▶ **Supplied data**

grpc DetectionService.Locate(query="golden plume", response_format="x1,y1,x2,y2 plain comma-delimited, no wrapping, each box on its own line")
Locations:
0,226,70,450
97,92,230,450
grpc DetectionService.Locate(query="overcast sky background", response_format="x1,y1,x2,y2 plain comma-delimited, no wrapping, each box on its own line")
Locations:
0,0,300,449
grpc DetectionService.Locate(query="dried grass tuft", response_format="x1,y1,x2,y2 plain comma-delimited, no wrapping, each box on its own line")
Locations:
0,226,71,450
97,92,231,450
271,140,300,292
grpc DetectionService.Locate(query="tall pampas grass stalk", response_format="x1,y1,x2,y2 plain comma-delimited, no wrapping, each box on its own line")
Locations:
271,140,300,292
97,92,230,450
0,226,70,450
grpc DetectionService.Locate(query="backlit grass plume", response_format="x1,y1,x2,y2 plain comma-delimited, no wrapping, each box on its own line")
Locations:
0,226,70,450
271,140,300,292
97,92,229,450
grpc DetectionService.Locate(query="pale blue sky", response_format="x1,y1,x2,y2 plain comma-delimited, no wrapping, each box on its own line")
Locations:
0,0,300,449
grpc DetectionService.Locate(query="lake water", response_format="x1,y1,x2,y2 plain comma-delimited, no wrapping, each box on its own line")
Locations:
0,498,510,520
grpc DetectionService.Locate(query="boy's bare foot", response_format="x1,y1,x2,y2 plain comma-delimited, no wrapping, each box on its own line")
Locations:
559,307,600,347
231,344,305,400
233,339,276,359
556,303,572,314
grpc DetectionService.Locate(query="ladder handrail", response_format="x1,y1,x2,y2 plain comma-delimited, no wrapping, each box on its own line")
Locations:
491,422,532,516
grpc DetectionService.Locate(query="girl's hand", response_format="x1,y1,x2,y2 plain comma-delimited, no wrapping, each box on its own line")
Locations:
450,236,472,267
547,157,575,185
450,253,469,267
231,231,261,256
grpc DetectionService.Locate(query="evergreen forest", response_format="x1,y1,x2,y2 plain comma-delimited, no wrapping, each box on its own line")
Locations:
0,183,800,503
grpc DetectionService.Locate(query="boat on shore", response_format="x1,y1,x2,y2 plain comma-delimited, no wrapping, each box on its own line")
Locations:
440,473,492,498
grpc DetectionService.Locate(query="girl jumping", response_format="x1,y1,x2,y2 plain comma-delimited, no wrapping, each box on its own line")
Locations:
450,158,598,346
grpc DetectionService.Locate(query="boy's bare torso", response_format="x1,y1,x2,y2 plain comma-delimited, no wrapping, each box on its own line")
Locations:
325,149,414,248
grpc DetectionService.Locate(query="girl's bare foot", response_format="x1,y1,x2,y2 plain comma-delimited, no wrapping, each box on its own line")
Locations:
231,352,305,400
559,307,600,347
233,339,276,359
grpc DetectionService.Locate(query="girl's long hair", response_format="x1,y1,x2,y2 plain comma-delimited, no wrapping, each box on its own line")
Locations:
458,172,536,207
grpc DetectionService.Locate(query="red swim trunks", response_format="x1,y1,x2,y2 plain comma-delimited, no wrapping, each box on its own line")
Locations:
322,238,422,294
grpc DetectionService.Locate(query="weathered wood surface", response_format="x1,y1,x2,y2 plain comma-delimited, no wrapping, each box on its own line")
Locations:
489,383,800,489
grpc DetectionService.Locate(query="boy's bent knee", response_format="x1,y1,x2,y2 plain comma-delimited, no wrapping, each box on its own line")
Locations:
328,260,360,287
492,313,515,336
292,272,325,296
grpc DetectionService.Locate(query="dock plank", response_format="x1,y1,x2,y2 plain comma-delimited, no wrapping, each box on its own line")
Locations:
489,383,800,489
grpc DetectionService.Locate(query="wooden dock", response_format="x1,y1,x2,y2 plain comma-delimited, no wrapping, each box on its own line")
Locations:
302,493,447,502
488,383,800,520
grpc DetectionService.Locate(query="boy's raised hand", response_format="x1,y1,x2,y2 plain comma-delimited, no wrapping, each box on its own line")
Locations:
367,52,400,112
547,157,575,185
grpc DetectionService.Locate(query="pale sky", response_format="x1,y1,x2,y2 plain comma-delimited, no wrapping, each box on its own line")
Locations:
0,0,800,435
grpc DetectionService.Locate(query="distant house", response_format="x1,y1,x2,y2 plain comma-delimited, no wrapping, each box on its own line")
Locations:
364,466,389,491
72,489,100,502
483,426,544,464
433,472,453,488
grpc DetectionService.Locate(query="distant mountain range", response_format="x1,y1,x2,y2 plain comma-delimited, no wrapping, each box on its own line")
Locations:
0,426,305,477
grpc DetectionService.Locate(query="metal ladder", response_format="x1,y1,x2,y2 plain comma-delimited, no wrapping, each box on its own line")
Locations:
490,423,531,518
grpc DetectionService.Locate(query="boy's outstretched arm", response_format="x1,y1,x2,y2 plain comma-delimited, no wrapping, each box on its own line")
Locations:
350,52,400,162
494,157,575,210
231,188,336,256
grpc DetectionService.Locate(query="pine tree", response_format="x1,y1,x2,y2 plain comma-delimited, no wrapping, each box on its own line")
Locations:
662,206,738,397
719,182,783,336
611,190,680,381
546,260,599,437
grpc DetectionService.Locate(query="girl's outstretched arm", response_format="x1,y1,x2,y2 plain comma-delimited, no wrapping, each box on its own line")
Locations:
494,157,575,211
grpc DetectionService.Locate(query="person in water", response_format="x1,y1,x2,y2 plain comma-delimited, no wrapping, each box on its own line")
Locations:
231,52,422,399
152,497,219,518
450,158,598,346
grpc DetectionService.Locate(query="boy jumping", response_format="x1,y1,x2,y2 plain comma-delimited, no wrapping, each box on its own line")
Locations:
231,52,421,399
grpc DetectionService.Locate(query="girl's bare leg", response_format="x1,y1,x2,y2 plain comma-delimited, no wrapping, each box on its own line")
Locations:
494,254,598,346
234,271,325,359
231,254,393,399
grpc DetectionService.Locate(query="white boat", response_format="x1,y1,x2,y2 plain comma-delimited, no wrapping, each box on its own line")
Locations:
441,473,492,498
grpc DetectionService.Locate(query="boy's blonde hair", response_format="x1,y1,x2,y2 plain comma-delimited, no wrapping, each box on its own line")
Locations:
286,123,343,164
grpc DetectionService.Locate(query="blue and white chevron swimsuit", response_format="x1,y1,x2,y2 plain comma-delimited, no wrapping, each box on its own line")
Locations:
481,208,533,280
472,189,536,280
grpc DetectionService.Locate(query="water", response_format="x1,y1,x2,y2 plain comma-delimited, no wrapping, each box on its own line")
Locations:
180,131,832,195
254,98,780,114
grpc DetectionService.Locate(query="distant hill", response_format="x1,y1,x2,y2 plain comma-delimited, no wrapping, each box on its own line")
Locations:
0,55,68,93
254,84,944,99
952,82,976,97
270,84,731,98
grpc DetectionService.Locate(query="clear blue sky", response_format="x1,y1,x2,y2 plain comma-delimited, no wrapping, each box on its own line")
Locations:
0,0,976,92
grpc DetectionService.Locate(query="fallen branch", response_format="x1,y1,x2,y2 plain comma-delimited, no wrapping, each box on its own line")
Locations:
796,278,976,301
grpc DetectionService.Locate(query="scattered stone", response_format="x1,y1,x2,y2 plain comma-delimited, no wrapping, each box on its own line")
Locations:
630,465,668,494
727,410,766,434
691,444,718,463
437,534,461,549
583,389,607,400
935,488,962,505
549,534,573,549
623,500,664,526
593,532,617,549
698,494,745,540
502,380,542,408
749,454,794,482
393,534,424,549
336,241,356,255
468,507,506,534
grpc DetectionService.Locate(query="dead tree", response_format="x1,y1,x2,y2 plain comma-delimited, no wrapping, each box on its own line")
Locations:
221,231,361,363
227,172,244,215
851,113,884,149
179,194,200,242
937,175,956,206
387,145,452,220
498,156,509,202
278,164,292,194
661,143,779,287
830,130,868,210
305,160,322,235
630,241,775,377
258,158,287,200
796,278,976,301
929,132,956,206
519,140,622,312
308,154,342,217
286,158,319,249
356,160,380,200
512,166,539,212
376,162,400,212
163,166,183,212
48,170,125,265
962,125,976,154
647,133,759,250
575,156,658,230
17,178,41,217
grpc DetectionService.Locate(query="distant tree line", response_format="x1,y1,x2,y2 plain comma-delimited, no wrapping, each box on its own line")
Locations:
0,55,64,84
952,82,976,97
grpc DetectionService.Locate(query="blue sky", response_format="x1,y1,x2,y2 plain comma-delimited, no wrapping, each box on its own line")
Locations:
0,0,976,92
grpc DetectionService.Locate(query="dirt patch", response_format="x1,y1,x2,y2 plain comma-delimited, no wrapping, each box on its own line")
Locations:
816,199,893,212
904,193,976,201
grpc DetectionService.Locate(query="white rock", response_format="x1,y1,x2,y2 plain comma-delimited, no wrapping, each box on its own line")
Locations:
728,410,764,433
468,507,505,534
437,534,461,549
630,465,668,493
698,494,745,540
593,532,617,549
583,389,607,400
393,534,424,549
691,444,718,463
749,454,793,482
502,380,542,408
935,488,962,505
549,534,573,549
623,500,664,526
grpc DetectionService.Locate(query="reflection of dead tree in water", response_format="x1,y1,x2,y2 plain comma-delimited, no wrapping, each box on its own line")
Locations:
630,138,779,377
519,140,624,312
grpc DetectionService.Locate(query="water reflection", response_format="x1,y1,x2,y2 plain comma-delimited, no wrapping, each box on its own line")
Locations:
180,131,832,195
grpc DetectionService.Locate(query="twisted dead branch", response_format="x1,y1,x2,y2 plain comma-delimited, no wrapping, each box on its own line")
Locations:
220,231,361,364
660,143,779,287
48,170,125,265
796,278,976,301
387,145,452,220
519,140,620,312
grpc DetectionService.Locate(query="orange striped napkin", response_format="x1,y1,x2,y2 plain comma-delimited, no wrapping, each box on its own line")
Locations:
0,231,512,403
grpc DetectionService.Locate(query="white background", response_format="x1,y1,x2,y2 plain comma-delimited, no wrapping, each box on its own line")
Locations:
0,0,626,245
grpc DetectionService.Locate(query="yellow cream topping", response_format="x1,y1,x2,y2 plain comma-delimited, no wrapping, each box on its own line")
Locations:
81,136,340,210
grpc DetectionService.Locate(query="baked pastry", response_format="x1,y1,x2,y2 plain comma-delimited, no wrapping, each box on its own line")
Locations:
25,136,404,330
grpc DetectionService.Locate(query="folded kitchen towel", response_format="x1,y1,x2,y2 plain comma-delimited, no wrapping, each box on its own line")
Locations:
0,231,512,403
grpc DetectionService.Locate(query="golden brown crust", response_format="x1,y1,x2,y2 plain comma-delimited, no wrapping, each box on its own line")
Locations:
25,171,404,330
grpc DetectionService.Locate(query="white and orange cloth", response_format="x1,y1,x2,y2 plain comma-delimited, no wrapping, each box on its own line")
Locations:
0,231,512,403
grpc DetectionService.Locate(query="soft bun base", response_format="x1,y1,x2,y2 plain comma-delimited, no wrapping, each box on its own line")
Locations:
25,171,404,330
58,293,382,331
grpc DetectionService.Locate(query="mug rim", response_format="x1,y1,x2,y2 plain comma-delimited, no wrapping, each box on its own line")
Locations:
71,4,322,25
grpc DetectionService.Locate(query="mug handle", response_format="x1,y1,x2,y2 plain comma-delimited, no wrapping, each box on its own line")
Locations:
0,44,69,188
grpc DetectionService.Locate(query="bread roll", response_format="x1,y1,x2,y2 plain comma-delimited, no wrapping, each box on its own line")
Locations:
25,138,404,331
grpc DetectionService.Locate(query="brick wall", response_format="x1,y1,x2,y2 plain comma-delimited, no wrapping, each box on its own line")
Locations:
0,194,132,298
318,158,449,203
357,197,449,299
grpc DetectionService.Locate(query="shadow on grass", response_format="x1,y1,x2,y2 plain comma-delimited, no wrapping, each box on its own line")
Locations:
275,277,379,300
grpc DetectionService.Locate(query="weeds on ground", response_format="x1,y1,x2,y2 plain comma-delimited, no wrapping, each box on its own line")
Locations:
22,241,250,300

▶ **Task requirements**
Can you copy the data line for line, from its first line up to and including the line with "556,303,572,314", changing nothing?

▶ **Output below**
grpc DetectionService.Locate(query="golden plume", response_format="x1,y1,x2,y2 plain comma-delimited, no wrapping, each box on its own line")
Locations:
0,226,70,450
97,92,230,450
grpc DetectionService.Locate(query="overcast sky background", response_format="x1,y1,x2,y2 plain comma-delimited, no wrapping, each box on its own line")
Locations:
0,0,300,449
grpc DetectionService.Locate(query="dried grass tuft", response_format="x1,y1,x2,y2 plain comma-delimited, no wrapping, each box on its own line")
Locations:
0,226,71,450
97,92,231,450
271,140,300,292
grpc DetectionService.Locate(query="tall pampas grass stalk", response_format="x1,y1,x2,y2 plain comma-delimited, no wrapping, each box on its own line")
Locations:
271,140,300,292
97,92,230,450
0,226,70,450
grpc DetectionService.Locate(query="backlit grass plume", response_format="x1,y1,x2,y2 plain comma-delimited, no wrapping, each box on its own line")
Locations:
0,226,70,450
271,140,300,292
97,92,229,450
grpc DetectionService.Locate(query="pale blue sky", response_format="x1,y1,x2,y2 plain comma-delimited, no wrapping, each box on its own line")
Locations:
0,0,300,449
grpc DetectionService.Locate(query="lake water", response_format="x1,y1,x2,y2 plain comma-delimited, no wrapping, each box on its own line")
Locations:
0,498,510,520
grpc DetectionService.Locate(query="boy's bare foot", response_format="x1,y1,x2,y2 plain comma-delimited, no wrapping, each box on its own line")
Locations:
559,307,600,347
231,344,305,400
233,339,276,359
556,303,572,314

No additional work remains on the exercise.